• **Document passage**
'''

Black-eyed Peas
Black-eyed Peas
So tonight I made black-eyed peas and rice with mixed vegetables and cornbread for dinner.
My black-eyed peas were a happy accident. I tried a couple of ingredients that I don't normally use. Those black-eyes peas came out tasting so good that I understood why Easu sold his birthright! I figured I'd better write it down so I can try to make a similar pot again sometime in the future.
A bag of dry black-eyed peas
A package of the Lipton onion-mushroom soup
A can of coconut milk
A can of fire roasted diced tomatoes
2 1/4 cups of water
A bay leaf
1 Tablespoon of butter
2 Tablespoons of olive oil
2 Tablespoons of McKay's Chicken style broth (No MSG)

'''

• **To do**
1) Quote the black-eyed peas post word for word, beginning with "My black-eyed peas" and stopping after "broth (No MSG)".
2) How many cups of water does the black-eyed peas post list?

(Pointing entries for labeled objects)
'''

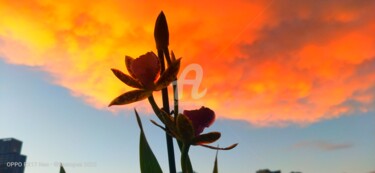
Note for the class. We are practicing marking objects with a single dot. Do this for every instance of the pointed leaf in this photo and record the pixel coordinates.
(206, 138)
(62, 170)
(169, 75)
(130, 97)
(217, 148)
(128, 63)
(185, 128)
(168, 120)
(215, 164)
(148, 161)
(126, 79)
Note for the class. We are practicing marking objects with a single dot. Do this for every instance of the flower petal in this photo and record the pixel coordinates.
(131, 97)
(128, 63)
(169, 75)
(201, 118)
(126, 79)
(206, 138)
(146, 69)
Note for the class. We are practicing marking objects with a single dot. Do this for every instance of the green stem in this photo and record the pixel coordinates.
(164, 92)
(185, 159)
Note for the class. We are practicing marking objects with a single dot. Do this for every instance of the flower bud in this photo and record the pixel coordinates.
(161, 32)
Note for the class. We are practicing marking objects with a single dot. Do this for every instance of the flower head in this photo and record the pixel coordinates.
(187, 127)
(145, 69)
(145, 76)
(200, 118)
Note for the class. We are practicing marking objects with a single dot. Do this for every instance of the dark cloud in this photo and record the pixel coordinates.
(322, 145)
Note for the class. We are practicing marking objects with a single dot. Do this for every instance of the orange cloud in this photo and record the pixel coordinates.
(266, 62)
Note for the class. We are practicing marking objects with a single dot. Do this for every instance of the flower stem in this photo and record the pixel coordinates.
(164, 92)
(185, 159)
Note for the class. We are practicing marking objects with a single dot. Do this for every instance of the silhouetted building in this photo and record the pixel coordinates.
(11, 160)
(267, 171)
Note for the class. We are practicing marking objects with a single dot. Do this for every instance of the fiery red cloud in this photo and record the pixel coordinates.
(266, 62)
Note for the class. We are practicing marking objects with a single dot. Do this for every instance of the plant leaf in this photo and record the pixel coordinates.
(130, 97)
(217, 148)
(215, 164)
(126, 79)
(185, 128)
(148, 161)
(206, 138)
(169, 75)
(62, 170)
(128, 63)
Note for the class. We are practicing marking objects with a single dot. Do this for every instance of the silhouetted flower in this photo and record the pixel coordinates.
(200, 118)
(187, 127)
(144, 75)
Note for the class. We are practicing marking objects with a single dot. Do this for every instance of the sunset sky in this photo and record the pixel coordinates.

'''

• **Responses for each task**
1)
My black-eyed peas were a happy accident. I tried a couple of ingredients that I don't normally use. Those black-eyes peas came out tasting so good that I understood why Easu sold his birthright! I figured I'd better write it down so I can try to make a similar pot again sometime in the future.
A bag of dry black-eyed peas
A package of the Lipton onion-mushroom soup
A can of coconut milk
A can of fire roasted diced tomatoes
2 1/4 cups of water
A bay leaf
1 Tablespoon of butter
2 Tablespoons of olive oil
2 Tablespoons of McKay's Chicken style broth (No MSG)

2) 2 1/4 cups